> EXCERPTED DATA:
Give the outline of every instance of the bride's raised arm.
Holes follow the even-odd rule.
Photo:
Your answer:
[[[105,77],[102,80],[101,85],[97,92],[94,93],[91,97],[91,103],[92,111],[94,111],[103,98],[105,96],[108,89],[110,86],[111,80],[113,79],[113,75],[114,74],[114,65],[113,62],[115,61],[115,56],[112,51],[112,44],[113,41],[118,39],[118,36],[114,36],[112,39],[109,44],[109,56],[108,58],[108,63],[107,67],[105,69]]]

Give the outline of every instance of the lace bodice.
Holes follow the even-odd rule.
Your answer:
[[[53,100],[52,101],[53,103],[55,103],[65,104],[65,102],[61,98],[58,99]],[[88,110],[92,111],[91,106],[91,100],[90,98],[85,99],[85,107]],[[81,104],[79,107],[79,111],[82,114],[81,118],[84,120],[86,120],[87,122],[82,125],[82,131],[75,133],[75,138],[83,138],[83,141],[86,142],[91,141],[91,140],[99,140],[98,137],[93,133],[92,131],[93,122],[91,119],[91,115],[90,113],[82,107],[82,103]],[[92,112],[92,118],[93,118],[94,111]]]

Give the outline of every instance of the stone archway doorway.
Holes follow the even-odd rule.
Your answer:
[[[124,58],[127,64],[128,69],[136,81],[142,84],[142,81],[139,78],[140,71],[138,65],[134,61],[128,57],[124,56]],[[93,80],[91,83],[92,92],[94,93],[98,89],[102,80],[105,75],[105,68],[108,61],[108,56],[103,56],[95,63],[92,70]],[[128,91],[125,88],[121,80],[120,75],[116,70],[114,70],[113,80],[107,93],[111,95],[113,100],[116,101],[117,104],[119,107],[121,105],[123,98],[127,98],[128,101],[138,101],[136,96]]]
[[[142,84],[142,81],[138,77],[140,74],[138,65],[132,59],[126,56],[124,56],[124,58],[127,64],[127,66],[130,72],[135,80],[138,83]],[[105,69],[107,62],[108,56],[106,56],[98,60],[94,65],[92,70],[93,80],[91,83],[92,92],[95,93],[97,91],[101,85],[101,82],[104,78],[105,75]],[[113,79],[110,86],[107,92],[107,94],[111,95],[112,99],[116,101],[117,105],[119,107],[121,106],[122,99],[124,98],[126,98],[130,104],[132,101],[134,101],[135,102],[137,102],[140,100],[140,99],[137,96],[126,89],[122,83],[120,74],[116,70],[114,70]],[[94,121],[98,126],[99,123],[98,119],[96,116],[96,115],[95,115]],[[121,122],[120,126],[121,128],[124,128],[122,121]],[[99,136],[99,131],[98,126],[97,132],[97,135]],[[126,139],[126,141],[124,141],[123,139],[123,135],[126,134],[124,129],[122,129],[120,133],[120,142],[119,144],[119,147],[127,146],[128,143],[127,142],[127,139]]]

> REQUIREMENT: Rewrite all the entries above, substituting "contour" for every "outline" and leaving everything else the same.

> ANSWER BELOW:
Give the contour of every instance of the bride's raised arm.
Holes follow the even-odd rule.
Photo:
Your answer:
[[[105,77],[102,80],[101,85],[97,92],[94,93],[91,97],[91,103],[92,111],[94,111],[103,98],[105,96],[108,89],[110,86],[111,80],[113,79],[113,75],[114,74],[114,65],[113,62],[115,61],[115,56],[112,51],[112,44],[113,41],[118,39],[118,36],[114,36],[112,39],[109,44],[109,56],[108,58],[108,63],[107,67],[105,69]]]

Give the contour of every instance of the lace bodice.
Holes follow the even-odd rule.
Your answer:
[[[53,100],[52,101],[53,103],[55,103],[65,104],[65,102],[61,98],[58,99]],[[88,110],[92,111],[91,106],[91,100],[90,98],[85,99],[85,107]],[[81,104],[79,107],[79,111],[82,114],[81,118],[84,120],[86,120],[87,122],[82,125],[82,131],[75,133],[75,138],[83,138],[83,141],[86,142],[91,141],[91,140],[99,140],[98,137],[93,133],[92,131],[93,122],[91,119],[91,115],[90,113],[82,107],[82,103]],[[92,112],[92,118],[93,118],[94,111]]]

Give the contour of every instance of the stone archway doorway.
Holes follow the even-odd rule.
Your answer:
[[[124,58],[127,64],[128,69],[136,81],[142,84],[142,81],[139,78],[140,71],[138,65],[134,61],[128,57],[124,56]],[[93,80],[91,83],[92,92],[94,93],[98,89],[102,80],[105,75],[105,68],[108,61],[108,56],[103,56],[95,63],[92,70]],[[128,91],[125,88],[121,80],[120,75],[116,70],[114,70],[113,80],[107,93],[111,95],[113,100],[116,101],[117,104],[119,107],[121,105],[123,98],[127,98],[128,101],[138,101],[136,96]]]
[[[142,84],[142,81],[138,77],[140,74],[138,65],[132,59],[126,56],[124,56],[124,58],[127,64],[127,66],[130,72],[135,80],[138,83]],[[105,69],[107,62],[108,56],[106,56],[98,60],[94,65],[92,70],[93,80],[91,83],[92,92],[95,93],[97,91],[101,85],[101,82],[104,78],[105,75]],[[113,79],[110,86],[107,92],[107,94],[111,95],[112,99],[116,101],[117,105],[119,107],[121,106],[122,99],[124,98],[126,98],[130,104],[132,101],[134,101],[135,102],[137,102],[140,100],[140,99],[137,96],[126,89],[122,83],[120,74],[116,70],[114,70]],[[94,121],[98,126],[99,123],[98,119],[96,116],[96,115],[95,115]],[[121,122],[120,126],[121,128],[124,128],[122,121]],[[99,136],[99,131],[98,126],[97,132],[97,135]],[[126,139],[126,141],[124,141],[123,139],[123,135],[126,134],[124,129],[122,129],[120,133],[120,142],[119,144],[119,147],[127,146],[128,143],[127,142],[127,139]]]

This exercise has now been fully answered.